## GIVEN TASK
Copy the lines below from the one containing "Would you mind marking the bar" down to the last line, adding 52 to every answer coordinate and leaving all other lines unchanged.
--- Start GIVEN INFORMATION ---
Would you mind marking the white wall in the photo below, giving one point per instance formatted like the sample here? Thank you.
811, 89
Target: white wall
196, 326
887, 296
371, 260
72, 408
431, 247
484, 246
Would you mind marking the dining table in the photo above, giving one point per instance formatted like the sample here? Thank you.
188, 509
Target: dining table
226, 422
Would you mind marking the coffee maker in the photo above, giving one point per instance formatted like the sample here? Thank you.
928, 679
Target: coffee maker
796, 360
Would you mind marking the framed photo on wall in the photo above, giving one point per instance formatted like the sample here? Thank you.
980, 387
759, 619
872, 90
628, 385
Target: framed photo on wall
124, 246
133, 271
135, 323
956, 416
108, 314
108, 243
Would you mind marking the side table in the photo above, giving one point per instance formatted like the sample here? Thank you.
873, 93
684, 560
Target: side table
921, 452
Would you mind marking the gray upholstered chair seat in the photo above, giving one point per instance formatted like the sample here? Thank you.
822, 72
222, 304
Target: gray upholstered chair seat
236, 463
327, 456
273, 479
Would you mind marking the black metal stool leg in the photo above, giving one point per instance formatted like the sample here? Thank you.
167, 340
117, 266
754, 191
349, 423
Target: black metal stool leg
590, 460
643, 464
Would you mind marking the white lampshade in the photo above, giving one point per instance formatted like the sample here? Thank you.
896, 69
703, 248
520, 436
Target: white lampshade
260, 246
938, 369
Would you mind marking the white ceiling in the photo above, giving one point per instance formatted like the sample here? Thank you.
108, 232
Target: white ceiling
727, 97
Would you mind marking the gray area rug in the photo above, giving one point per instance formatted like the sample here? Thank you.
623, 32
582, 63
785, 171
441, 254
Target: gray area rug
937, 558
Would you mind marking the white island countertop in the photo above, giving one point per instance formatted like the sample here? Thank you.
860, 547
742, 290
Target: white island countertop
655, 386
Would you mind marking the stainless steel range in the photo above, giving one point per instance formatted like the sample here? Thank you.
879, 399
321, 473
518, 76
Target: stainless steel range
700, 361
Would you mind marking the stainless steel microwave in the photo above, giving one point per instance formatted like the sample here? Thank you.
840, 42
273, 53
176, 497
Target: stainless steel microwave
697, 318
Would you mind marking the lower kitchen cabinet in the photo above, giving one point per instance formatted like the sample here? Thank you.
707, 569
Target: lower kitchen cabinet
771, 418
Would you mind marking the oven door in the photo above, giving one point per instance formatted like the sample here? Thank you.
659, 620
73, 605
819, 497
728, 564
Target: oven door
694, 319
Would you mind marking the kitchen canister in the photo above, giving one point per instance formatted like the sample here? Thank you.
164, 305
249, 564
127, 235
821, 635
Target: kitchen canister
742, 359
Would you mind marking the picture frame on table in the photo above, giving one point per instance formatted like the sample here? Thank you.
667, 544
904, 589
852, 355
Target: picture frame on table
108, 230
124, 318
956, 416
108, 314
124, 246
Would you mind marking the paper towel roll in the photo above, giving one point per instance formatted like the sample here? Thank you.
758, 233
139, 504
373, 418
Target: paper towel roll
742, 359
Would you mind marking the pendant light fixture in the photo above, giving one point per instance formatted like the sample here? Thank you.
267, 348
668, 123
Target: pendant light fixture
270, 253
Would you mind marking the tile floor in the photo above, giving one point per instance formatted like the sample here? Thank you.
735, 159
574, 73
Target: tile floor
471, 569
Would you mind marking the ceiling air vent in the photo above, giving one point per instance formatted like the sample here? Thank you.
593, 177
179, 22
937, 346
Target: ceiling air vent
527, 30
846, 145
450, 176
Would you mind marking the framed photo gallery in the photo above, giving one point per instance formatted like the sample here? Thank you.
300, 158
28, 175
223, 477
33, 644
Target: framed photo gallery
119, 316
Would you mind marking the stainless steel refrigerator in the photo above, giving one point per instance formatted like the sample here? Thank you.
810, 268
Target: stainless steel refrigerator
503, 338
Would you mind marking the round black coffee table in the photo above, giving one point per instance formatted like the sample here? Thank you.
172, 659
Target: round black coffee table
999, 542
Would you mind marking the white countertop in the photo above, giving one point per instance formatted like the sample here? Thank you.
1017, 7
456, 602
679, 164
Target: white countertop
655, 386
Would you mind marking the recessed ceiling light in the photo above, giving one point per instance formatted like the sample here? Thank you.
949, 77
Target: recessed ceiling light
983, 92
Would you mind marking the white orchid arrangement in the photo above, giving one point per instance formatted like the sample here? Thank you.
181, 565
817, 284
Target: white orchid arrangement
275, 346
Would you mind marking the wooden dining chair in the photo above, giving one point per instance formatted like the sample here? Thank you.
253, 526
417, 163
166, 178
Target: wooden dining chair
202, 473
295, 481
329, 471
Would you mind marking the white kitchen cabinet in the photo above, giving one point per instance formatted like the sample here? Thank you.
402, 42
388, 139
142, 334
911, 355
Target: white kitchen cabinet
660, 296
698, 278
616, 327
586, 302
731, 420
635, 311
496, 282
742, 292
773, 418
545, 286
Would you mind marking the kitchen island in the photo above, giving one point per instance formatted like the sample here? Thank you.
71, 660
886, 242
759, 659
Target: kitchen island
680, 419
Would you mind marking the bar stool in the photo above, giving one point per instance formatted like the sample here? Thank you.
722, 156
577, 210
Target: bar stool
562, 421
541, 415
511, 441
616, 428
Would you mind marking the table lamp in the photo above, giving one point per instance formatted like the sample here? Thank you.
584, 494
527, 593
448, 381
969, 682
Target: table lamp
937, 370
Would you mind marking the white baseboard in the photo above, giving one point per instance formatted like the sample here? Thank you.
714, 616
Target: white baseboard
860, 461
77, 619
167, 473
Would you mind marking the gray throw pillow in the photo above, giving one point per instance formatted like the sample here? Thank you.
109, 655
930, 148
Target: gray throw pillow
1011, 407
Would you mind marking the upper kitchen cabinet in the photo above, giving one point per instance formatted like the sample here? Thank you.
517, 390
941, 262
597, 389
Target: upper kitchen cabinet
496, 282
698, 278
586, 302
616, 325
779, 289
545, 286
--- End GIVEN INFORMATION ---
## EXPECTED OUTPUT
Would you mind marking the bar stool in the photo above, giving one point per instance formatted like the sample here? Thank you.
722, 156
577, 210
Target: bar stool
614, 473
593, 467
563, 493
668, 480
Would you mind marking the table lamp in the photo above, giving one point per instance formatted like the sample here? Thank you.
584, 494
527, 593
448, 381
969, 682
Target: table lamp
989, 422
Would you mind marking the white baseboard in the photo above, giving one point per instance formatted like the sample here? Thank you.
714, 616
Target: white baseboard
912, 513
129, 671
219, 525
Would you mind marking the gray throw pillow in the photo above, giving one point per instance formatted like the sample here? Thank you.
109, 655
930, 148
Target: gray throw pillow
1063, 459
Would you mind marking the upper kitchen cabinet in the photo above, giving one point per instance formatted like the sample here? Thank you.
517, 390
941, 262
597, 389
Target: upper kitchen cabinet
548, 334
750, 330
638, 354
668, 377
831, 341
597, 338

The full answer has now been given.